Task statement -> In the records below, locate the line containing "Can you see the black sneaker", then extract it and all following lines exactly, ending with the last line.

The input ->
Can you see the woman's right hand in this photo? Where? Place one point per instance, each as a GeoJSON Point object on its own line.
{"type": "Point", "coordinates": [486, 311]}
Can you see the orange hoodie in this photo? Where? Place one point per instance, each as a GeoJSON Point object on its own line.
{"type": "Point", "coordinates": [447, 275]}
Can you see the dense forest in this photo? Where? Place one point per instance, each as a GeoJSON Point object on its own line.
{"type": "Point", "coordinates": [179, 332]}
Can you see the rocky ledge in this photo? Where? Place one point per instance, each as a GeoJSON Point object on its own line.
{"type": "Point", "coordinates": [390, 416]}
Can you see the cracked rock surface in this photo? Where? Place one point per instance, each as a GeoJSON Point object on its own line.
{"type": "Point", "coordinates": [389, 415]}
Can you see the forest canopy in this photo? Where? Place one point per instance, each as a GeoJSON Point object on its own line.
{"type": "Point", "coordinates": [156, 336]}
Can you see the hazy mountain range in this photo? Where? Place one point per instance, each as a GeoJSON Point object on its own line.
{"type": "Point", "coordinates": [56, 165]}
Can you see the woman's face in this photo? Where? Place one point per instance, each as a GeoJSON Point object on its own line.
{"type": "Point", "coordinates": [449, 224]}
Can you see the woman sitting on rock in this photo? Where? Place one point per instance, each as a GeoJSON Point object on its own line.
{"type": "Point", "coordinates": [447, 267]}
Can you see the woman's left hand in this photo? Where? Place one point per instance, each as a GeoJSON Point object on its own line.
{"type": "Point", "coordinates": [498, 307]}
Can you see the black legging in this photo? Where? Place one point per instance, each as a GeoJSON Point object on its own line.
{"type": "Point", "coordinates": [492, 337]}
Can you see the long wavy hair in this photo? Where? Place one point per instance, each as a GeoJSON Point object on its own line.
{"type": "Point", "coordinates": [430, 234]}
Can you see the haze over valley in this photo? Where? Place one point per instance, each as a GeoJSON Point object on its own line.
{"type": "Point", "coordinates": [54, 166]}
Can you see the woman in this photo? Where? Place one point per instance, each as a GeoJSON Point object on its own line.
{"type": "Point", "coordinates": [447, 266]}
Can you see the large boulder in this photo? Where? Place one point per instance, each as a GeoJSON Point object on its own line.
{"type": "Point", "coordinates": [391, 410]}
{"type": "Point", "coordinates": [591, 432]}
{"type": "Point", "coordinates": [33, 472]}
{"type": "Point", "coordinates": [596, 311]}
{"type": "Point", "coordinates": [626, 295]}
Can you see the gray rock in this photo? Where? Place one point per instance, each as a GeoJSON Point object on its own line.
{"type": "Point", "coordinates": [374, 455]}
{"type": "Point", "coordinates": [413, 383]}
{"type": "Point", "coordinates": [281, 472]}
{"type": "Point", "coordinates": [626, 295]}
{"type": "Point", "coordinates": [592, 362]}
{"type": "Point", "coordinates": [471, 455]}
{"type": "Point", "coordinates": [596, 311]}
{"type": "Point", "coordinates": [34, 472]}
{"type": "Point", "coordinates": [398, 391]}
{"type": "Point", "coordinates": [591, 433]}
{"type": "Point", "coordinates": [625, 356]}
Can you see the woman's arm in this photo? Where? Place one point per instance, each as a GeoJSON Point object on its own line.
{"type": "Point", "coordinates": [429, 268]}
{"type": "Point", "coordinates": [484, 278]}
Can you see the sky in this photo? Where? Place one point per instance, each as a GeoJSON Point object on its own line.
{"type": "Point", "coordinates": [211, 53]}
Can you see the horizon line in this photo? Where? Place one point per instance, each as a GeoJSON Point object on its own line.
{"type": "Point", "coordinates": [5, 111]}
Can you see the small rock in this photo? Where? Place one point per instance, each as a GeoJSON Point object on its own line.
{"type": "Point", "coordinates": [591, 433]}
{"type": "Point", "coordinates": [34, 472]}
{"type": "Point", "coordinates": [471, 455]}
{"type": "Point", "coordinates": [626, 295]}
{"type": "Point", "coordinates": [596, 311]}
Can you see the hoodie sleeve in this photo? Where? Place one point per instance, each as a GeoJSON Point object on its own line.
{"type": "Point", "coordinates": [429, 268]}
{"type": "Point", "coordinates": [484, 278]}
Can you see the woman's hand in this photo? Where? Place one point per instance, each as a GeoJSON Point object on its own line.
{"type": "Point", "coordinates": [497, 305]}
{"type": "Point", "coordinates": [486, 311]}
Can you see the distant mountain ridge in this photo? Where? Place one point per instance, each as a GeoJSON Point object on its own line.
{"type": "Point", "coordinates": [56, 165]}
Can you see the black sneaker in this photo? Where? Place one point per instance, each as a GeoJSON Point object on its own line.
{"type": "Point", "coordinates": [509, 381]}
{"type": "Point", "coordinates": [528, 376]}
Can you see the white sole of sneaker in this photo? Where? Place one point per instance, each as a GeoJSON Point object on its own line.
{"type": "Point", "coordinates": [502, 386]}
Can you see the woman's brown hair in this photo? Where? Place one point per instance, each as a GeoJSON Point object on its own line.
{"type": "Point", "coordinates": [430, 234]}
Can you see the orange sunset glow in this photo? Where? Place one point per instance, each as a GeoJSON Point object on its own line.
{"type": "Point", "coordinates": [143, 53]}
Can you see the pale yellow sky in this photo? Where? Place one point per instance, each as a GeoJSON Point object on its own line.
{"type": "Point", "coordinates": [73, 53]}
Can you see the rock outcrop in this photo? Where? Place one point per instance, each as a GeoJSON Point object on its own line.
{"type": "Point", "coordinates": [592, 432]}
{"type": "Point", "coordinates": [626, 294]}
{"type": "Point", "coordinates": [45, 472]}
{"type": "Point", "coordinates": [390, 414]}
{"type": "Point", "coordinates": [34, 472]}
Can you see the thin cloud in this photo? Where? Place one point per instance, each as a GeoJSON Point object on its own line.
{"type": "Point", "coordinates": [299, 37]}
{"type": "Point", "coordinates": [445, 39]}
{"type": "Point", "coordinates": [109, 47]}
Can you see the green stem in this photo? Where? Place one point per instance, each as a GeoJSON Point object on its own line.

Exercise solution ->
Can you see the black sneaker in this photo? Where? Place one point per instance, each as a GeoJSON Point object on its own line.
{"type": "Point", "coordinates": [509, 381]}
{"type": "Point", "coordinates": [528, 376]}
Can you see the white sole of sneaker in this photo? Where? Place one point per instance, each as a GeoJSON Point object on its own line.
{"type": "Point", "coordinates": [502, 386]}
Can you see the woman's brown hair in this photo? Where? Place one point per instance, each as a GeoJSON Point object on its own line.
{"type": "Point", "coordinates": [430, 234]}
Can you see the orange sunset glow in this photo? Where? Place one point per instance, each as a GeoJSON Point object on its own line.
{"type": "Point", "coordinates": [143, 53]}
Can you see the pale yellow sky in this photo? Where? Place one point per instance, each as a GeoJSON Point object on its own line.
{"type": "Point", "coordinates": [73, 53]}
Can you see the rock outcrop in this photo? Where? Place one point per instance, each as a GeoJSON Point object on its own line.
{"type": "Point", "coordinates": [592, 432]}
{"type": "Point", "coordinates": [626, 294]}
{"type": "Point", "coordinates": [45, 472]}
{"type": "Point", "coordinates": [390, 414]}
{"type": "Point", "coordinates": [34, 472]}
Can you see the thin cloud in this photo? Where? Place one point per instance, each as a GeoJSON Point object on its own line.
{"type": "Point", "coordinates": [299, 37]}
{"type": "Point", "coordinates": [445, 39]}
{"type": "Point", "coordinates": [109, 47]}
Can you see the green stem in this photo? Where? Place one point per instance, each as a GeoJSON Point object on its own line.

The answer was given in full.